■ Written task: Copy verbatim everything from the start of the rows down to the line containing "POLYGON ((30 7, 30", including that line, and omit the pictures.

■ Segmentation annotation rows:
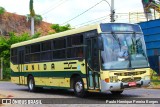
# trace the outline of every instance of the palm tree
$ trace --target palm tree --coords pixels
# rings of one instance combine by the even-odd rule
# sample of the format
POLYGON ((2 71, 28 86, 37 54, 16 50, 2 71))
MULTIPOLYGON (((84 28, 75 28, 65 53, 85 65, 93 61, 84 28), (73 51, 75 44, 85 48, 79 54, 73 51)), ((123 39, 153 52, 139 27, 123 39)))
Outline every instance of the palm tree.
POLYGON ((0 24, 2 23, 2 14, 4 14, 5 9, 3 7, 0 7, 0 24))
POLYGON ((30 7, 30 16, 31 16, 31 35, 33 36, 34 35, 34 17, 35 17, 33 0, 30 0, 29 7, 30 7))

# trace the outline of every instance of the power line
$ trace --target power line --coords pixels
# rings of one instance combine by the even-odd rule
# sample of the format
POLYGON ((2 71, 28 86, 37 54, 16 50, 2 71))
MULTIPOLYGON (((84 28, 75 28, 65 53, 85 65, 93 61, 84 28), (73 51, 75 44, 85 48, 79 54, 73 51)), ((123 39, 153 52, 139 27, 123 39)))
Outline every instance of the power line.
POLYGON ((57 7, 61 6, 62 4, 64 4, 66 1, 68 0, 60 0, 61 3, 59 3, 58 5, 56 5, 55 7, 52 7, 50 9, 47 9, 46 12, 44 12, 42 15, 48 14, 49 12, 53 11, 54 9, 56 9, 57 7), (61 2, 62 1, 62 2, 61 2))
MULTIPOLYGON (((89 23, 89 24, 95 24, 95 23, 99 23, 99 22, 101 22, 101 21, 103 21, 103 20, 106 20, 107 18, 103 18, 103 19, 101 19, 101 20, 98 20, 98 21, 95 21, 95 22, 92 22, 92 23, 89 23)), ((86 25, 89 25, 89 24, 85 24, 85 25, 82 25, 82 26, 86 26, 86 25)), ((81 27, 81 26, 79 26, 79 27, 81 27)))
MULTIPOLYGON (((60 1, 62 1, 62 0, 60 0, 60 1)), ((53 0, 50 4, 52 4, 52 3, 54 3, 55 1, 53 0)), ((56 2, 57 3, 57 2, 56 2)), ((52 4, 52 5, 50 5, 50 7, 49 8, 47 8, 45 11, 42 11, 42 12, 40 12, 41 14, 44 14, 46 11, 48 11, 50 8, 52 8, 56 3, 54 3, 54 4, 52 4)))
POLYGON ((84 24, 87 24, 87 23, 90 23, 90 22, 95 22, 96 20, 100 20, 100 19, 104 19, 104 18, 106 18, 106 16, 102 16, 102 17, 99 17, 99 18, 96 18, 96 19, 89 20, 89 21, 87 21, 87 22, 83 22, 83 23, 81 23, 81 24, 77 24, 77 25, 75 25, 74 27, 76 27, 76 26, 81 26, 81 25, 84 25, 84 24))
POLYGON ((89 9, 87 9, 86 11, 84 11, 84 12, 78 14, 77 16, 75 16, 75 17, 71 18, 70 20, 68 20, 68 21, 66 21, 66 22, 64 22, 64 23, 62 23, 61 25, 64 25, 64 24, 66 24, 66 23, 68 23, 68 22, 70 22, 70 21, 76 19, 77 17, 83 15, 84 13, 88 12, 88 11, 91 10, 92 8, 96 7, 96 6, 97 6, 98 4, 100 4, 102 1, 104 1, 104 0, 101 0, 100 2, 96 3, 95 5, 93 5, 93 6, 90 7, 89 9))

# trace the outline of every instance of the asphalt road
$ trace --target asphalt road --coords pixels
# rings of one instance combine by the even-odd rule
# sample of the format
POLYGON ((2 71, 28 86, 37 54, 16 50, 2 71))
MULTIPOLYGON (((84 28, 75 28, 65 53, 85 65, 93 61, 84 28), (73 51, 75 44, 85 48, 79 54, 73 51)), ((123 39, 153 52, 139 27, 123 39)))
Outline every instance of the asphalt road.
MULTIPOLYGON (((72 90, 58 90, 58 89, 43 89, 42 91, 38 91, 35 93, 29 92, 27 86, 19 86, 16 84, 13 84, 11 82, 0 82, 0 95, 5 95, 10 98, 53 98, 52 100, 58 100, 58 101, 73 101, 73 103, 79 103, 79 104, 61 104, 63 102, 58 102, 60 104, 55 104, 55 106, 60 107, 66 107, 66 106, 88 106, 88 107, 94 107, 94 106, 114 106, 114 107, 130 107, 130 106, 137 106, 139 104, 105 104, 106 100, 127 100, 130 98, 136 98, 138 100, 141 100, 143 98, 154 98, 160 99, 160 89, 133 89, 133 90, 125 90, 122 95, 112 95, 110 92, 107 93, 89 93, 86 98, 77 98, 74 96, 74 92, 72 90), (56 98, 56 99, 54 99, 56 98), (59 98, 59 99, 57 99, 59 98), (65 99, 63 99, 65 98, 65 99), (97 103, 98 101, 98 103, 97 103), (85 102, 90 104, 84 104, 85 102), (81 104, 82 103, 82 104, 81 104), (97 104, 94 104, 97 103, 97 104)), ((152 100, 154 100, 152 99, 152 100)), ((3 105, 4 107, 10 106, 10 107, 28 107, 28 105, 3 105)), ((32 107, 52 107, 53 105, 50 104, 44 104, 44 105, 30 105, 32 107)), ((140 104, 140 106, 144 107, 159 107, 160 104, 140 104)))

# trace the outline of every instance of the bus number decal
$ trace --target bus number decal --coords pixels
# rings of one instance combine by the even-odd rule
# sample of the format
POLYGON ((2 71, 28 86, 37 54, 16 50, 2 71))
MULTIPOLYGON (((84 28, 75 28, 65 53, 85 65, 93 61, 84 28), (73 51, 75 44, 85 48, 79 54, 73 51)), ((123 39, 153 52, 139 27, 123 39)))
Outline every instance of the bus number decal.
POLYGON ((76 64, 76 62, 65 62, 64 69, 77 69, 77 67, 74 67, 76 64))
POLYGON ((55 69, 54 63, 51 64, 51 69, 55 69))

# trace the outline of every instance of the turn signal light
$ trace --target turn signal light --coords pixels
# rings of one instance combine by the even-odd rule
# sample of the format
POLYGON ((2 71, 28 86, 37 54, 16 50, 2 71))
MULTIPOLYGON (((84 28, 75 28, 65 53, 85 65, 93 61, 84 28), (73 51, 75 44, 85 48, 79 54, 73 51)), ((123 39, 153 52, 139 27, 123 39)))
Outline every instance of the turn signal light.
POLYGON ((108 82, 109 82, 109 78, 105 78, 105 82, 107 82, 107 83, 108 83, 108 82))

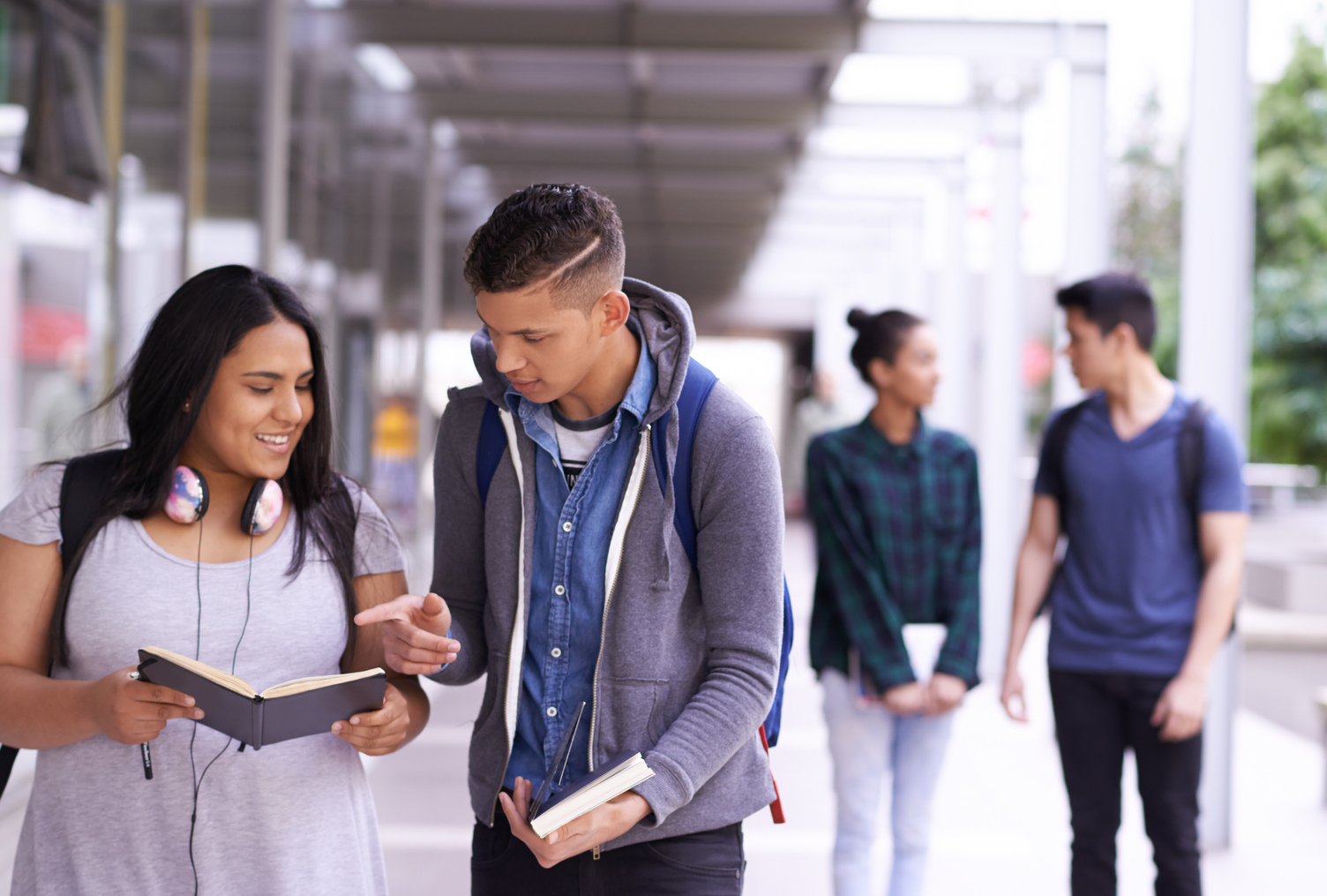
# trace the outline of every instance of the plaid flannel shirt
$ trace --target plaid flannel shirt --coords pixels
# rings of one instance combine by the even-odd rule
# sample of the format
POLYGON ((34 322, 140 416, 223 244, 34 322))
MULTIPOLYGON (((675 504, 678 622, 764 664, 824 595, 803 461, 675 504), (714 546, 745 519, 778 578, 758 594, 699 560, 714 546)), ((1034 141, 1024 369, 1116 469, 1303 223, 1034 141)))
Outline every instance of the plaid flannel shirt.
POLYGON ((947 627, 936 672, 974 686, 982 555, 977 455, 918 417, 893 445, 871 419, 820 435, 807 453, 819 568, 811 665, 861 672, 880 690, 914 681, 905 623, 947 627))

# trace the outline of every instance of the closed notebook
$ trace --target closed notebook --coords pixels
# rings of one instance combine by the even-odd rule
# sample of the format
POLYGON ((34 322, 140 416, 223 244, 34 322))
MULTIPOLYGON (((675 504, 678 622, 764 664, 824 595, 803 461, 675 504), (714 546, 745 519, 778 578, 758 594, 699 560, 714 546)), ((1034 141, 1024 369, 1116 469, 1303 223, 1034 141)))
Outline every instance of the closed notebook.
POLYGON ((138 650, 138 674, 194 698, 203 725, 255 750, 309 734, 325 734, 332 722, 382 709, 387 674, 382 669, 316 676, 273 685, 257 693, 230 673, 162 648, 138 650))
POLYGON ((598 808, 653 777, 654 771, 645 765, 640 753, 618 753, 597 771, 572 782, 560 794, 552 796, 529 826, 539 836, 548 836, 563 824, 598 808))

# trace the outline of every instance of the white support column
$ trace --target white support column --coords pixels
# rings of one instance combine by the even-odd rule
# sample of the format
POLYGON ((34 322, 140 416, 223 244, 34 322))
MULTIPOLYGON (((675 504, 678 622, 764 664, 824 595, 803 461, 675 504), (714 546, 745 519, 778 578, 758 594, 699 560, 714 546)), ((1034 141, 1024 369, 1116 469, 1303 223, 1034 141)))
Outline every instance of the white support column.
MULTIPOLYGON (((415 361, 415 386, 418 404, 415 415, 419 421, 419 478, 425 482, 425 463, 433 454, 434 427, 433 409, 429 406, 429 333, 438 329, 442 319, 442 228, 443 228, 443 170, 442 147, 438 142, 439 127, 434 125, 425 134, 423 194, 421 196, 419 220, 419 354, 415 361)), ((415 500, 415 527, 423 531, 430 524, 433 512, 431 495, 418 490, 415 500)))
MULTIPOLYGON (((1180 381, 1242 441, 1249 431, 1253 138, 1247 0, 1193 4, 1193 93, 1185 147, 1180 381)), ((1210 676, 1198 840, 1230 846, 1234 645, 1210 676)))
MULTIPOLYGON (((1104 41, 1104 33, 1101 40, 1104 41)), ((1105 186, 1105 53, 1074 62, 1070 76, 1068 188, 1066 190, 1064 269, 1062 285, 1104 273, 1111 264, 1111 207, 1105 186)), ((1071 405, 1083 397, 1068 360, 1063 312, 1055 315, 1055 373, 1051 402, 1071 405)))
POLYGON ((259 267, 275 272, 285 246, 291 171, 291 0, 267 0, 263 194, 259 267))
POLYGON ((1022 104, 1015 81, 990 90, 987 126, 995 149, 994 259, 982 311, 978 457, 982 491, 982 668, 997 680, 1009 641, 1014 565, 1022 524, 1018 463, 1023 447, 1023 177, 1022 104))
POLYGON ((967 173, 962 163, 945 170, 945 259, 936 308, 942 377, 930 421, 942 429, 977 435, 973 390, 977 388, 977 346, 973 308, 967 296, 967 173))
POLYGON ((0 502, 9 503, 23 482, 19 469, 23 308, 19 296, 19 247, 13 242, 15 185, 0 181, 0 502))

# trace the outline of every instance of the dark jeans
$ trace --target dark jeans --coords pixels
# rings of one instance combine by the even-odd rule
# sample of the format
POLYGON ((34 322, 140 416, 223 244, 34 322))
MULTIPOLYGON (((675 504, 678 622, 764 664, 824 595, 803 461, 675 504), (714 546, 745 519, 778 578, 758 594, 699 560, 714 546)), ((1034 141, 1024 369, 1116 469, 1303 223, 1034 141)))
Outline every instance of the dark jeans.
POLYGON ((1074 824, 1074 896, 1115 896, 1124 750, 1139 766, 1143 820, 1157 867, 1157 896, 1200 896, 1198 774, 1202 734, 1169 743, 1152 711, 1170 680, 1051 669, 1055 737, 1074 824))
POLYGON ((739 896, 746 859, 742 823, 593 851, 541 868, 512 836, 502 810, 492 828, 475 822, 471 896, 739 896))

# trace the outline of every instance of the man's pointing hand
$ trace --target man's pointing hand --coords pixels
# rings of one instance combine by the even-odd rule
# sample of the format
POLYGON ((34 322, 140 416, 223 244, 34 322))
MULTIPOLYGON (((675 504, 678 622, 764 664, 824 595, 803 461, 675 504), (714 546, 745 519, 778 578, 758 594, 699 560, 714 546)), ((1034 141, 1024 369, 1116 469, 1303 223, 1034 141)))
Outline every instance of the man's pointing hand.
POLYGON ((401 595, 356 615, 356 625, 382 624, 387 665, 406 676, 427 676, 455 662, 460 644, 447 637, 451 611, 434 593, 401 595))

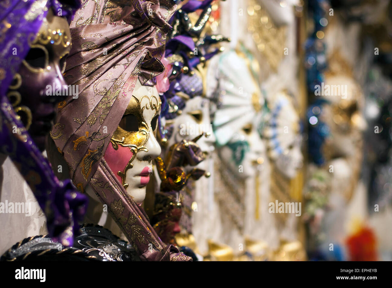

■ Answer to the exercise:
# trace the outline of every instance of the palm tree
$ trace --target palm tree --coords pixels
# rings of one instance combine by the even-odd rule
# sample of the format
POLYGON ((2 71, 28 86, 37 54, 16 50, 2 71))
MULTIPOLYGON (((84 28, 75 28, 65 53, 85 65, 93 61, 84 28), (73 51, 75 44, 85 48, 79 54, 73 51)), ((123 39, 153 52, 139 27, 123 39)))
Outline every instance of the palm tree.
POLYGON ((0 24, 2 23, 2 14, 4 14, 5 9, 3 7, 0 7, 0 24))
POLYGON ((30 7, 30 16, 31 16, 31 35, 33 36, 34 35, 34 17, 35 17, 33 0, 30 0, 29 7, 30 7))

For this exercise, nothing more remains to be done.